(Excerpts from a dataset)
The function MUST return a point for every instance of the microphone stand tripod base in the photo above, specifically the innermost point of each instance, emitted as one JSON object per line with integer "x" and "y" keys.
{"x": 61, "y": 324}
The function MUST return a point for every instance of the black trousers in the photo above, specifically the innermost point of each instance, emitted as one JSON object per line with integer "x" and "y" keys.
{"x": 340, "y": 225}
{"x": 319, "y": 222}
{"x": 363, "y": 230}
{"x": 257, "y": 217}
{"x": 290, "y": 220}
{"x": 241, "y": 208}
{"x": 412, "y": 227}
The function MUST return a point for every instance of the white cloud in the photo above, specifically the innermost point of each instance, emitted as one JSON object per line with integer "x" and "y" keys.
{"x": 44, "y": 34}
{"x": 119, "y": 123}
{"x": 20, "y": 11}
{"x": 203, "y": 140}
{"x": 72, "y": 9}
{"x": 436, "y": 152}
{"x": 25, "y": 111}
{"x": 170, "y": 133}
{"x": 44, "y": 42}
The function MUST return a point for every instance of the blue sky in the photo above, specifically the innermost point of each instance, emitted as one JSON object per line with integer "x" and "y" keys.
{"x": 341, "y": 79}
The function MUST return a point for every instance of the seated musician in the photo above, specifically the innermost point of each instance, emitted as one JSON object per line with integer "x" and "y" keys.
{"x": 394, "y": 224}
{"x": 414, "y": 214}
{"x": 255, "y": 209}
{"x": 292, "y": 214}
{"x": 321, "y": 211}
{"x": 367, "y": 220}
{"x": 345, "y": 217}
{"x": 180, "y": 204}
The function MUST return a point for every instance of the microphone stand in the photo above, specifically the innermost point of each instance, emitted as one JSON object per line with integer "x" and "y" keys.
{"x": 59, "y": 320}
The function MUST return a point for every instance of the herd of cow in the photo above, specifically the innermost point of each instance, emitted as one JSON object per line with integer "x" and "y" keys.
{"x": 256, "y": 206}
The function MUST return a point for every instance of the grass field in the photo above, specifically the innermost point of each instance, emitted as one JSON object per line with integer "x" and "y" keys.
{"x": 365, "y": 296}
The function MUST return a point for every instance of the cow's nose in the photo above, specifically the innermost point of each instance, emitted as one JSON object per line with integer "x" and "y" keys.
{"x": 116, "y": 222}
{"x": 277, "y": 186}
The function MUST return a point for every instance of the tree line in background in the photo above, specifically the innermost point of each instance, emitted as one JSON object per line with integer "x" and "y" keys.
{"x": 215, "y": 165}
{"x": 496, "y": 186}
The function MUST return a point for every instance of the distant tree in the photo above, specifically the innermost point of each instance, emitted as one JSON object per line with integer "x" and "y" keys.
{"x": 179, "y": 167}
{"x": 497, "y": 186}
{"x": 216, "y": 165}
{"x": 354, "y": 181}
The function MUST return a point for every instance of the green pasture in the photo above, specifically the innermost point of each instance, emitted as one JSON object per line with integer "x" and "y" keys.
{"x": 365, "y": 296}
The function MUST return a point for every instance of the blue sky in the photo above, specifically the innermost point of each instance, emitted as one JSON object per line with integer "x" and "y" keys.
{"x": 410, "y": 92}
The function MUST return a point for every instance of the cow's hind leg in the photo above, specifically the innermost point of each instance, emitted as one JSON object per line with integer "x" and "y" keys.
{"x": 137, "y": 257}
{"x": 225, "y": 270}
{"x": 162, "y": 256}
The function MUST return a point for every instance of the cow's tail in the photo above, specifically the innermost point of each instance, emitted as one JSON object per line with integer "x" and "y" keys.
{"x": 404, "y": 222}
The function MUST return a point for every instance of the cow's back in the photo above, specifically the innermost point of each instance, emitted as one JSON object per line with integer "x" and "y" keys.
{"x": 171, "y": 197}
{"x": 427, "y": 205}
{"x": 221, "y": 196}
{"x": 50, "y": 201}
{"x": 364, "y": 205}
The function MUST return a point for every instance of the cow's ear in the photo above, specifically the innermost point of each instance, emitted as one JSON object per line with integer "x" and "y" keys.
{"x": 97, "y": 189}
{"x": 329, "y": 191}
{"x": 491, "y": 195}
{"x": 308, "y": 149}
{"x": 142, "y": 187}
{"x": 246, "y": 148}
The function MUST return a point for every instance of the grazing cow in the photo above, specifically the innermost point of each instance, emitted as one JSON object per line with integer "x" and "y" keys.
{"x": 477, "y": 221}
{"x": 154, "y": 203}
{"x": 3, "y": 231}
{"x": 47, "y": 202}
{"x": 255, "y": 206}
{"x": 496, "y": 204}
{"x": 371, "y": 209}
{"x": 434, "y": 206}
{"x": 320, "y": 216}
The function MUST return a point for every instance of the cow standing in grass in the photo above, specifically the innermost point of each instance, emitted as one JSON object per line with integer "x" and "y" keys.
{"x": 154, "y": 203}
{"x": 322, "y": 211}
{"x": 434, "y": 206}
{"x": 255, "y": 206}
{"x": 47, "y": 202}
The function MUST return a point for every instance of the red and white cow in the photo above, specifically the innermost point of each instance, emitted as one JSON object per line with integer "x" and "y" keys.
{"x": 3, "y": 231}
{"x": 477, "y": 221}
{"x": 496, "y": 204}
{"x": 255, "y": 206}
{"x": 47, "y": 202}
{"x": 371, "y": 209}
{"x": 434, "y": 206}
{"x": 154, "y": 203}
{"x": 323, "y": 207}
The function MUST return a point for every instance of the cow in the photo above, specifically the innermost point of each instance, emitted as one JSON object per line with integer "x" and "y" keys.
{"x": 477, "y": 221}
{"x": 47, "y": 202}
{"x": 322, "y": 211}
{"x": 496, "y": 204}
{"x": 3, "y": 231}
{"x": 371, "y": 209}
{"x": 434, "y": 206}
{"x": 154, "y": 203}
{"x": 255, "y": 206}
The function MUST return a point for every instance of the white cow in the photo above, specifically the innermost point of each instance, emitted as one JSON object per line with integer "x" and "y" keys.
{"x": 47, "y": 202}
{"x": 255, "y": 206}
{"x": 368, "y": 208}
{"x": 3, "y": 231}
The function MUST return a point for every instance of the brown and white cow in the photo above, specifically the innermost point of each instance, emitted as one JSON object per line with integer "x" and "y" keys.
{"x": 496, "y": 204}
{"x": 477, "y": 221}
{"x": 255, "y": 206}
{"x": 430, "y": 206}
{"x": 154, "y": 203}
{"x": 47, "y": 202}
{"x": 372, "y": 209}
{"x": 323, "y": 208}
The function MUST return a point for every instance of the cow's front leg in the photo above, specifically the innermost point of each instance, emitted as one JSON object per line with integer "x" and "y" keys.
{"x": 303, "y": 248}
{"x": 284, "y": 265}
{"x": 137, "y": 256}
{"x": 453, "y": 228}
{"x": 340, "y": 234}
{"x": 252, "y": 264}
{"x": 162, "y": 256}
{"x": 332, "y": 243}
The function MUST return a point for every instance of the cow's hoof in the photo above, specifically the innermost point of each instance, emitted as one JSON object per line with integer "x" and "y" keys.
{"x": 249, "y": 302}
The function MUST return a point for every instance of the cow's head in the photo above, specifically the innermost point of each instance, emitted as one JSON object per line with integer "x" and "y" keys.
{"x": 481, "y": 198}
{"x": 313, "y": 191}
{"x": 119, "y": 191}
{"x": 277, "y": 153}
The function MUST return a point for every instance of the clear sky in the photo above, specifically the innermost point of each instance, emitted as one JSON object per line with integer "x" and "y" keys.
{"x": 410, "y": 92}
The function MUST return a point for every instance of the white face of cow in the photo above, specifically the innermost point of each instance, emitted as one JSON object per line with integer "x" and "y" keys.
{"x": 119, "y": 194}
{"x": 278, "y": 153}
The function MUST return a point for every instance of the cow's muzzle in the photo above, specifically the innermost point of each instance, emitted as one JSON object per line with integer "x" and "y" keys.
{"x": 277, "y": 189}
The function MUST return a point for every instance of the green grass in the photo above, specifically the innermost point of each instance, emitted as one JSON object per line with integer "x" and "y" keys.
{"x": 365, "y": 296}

## Assignment
Nothing should be returned except the lines from the one containing "the cow's head" through the last line of the data, each restated word for word.

## Expected output
The function MUST return a point for every instance of the cow's head in the photo above, specifically the innermost point of each instance, emitted as one JSON object per line with integer "x" and "y" keys.
{"x": 481, "y": 198}
{"x": 313, "y": 191}
{"x": 119, "y": 191}
{"x": 277, "y": 153}
The function MUST return a point for every instance of the clear sky in the photo above, specifically the innermost point of each instance, emitted as one JSON object per line with integer "x" and "y" keys.
{"x": 410, "y": 92}
The function MUST return a point for every instance of the white face of cow in the photo above, specifically the innermost point of each instance, emitted as one JSON object per line with integer "x" and "y" keys.
{"x": 119, "y": 194}
{"x": 278, "y": 153}
The function MUST return a point for every instance of the cow's muzzle in the photo above, specifically the innermost point of each instance, emitted as one JSON object per line with integer "x" and "y" keys.
{"x": 277, "y": 189}
The function MUST return a point for every instance of the green grass in the photo above, specifically the innermost point of each instance, emitted as one JSON object per line with integer "x" and "y" keys.
{"x": 365, "y": 296}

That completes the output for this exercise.